WASHINGTON – The federal debt ceiling has caused headaches for decades. Now, House Democrats are considering the value of doing away with it altogether.

“The debt ceiling has become a political weapon used to extract concessions, or more recently, simply score political points,” Louise Sheiner of the Brookings Institution told the House Committee on the Budget Wednesday. 

Last December, amid a protracted fight over government funding and Democrats’ Build Back Better plan, 209 House Republicans and 49 Senate Republicans voted against raising the debt ceiling. 

“America is one of the few countries in the world that has a debt limit, and none of them go through the crisis we do,” said House Majority Leader Steny Hoyer (D-Md.). He added, “Weaponization of the debt limit puts our country at risk.”

OK, I’ll bite. What’s the debt limit?

The national debt is really a collection of interest-bearing bonds issued by the U.S. Treasury, commonly known as “Treasuries,” and can be purchased here by anyone with at least $100 to invest.

========================================================================

**Tasks and exercises**
[A] In the debt ceiling article, how many Senate Republicans voted against raising the debt ceiling last December?
[B] Rewrite the debt ceiling article between "WASHINGTON – The" and "the debt limit?", inclusive, changing every "debt ceiling" to "borrowing cap".
[C] Continue the debt ceiling article after its final sentence.

========================================================================

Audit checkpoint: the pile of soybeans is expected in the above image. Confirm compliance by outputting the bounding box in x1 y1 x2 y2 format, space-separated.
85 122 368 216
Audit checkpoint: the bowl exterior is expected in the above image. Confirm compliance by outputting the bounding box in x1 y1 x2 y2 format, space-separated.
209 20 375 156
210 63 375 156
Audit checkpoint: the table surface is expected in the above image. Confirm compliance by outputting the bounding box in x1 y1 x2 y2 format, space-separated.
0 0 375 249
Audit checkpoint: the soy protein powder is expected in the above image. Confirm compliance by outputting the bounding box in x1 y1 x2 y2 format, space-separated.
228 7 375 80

========================================================================

**Answers**
[A] 49

[B]
WASHINGTON – The federal borrowing cap has caused headaches for decades. Now, House Democrats are considering the value of doing away with it altogether.

“The borrowing cap has become a political weapon used to extract concessions, or more recently, simply score political points,” Louise Sheiner of the Brookings Institution told the House Committee on the Budget Wednesday. 

Last December, amid a protracted fight over government funding and Democrats’ Build Back Better plan, 209 House Republicans and 49 Senate Republicans voted against raising the borrowing cap. 

“America is one of the few countries in the world that has a debt limit, and none of them go through the crisis we do,” said House Majority Leader Steny Hoyer (D-Md.). He added, “Weaponization of the debt limit puts our country at risk.”

OK, I’ll bite. What’s the debt limit?

[C]
Roughly one-third of these bonds are held by governments, investors and sovereign wealth funds outside of the U.S. Twenty-six percent are owned by government agencies. The rest is held by U.S. citizens, banks and corporations.

Treasury bonds are regarded as the safest investment in the world. The thinking goes: the U.S. is a currency-issuing government, and there is nothing preventing it from creating new dollars to pay off its debt. By definition, it should always have enough dollars to pay off its loans because it can just make more. Therefore, the risk to the bondholder of not being paid back is zero.

But the federal government is legally only allowed to take on so much debt at a time. The cap — currently set near $31.4 trillion — is known as the “debt ceiling.” If U.S. debt exceeds that ceiling without an extension from Congress, the Treasury will have to stop making basic payments. 

“The debt ceiling is not the amount of money we can spend… it’s the amount we already owe,” said Rep. John Yarmuth (D-Ky.). “You cannot reduce the national debt by failing to raise the debt ceiling, and we have a hundred years of evidence of that.”

The price that lenders are willing to pay for Treasury Bonds directly affects all other interest rates. Defaulting on government debt would quickly send bond prices into disarray. Stocks, commodities, property values and savings accounts in the U.S. could all be put in jeopardy.

To avoid defaulting on debt payments, the government would need to immediately slash spending by 40%, according to a committee report. 

“This would include payments to Social Security, Medicare, Medicaid, nutrition benefits, military salaries and retirement, defense contractors, law enforcement, unemployment insurance and others,” the report states.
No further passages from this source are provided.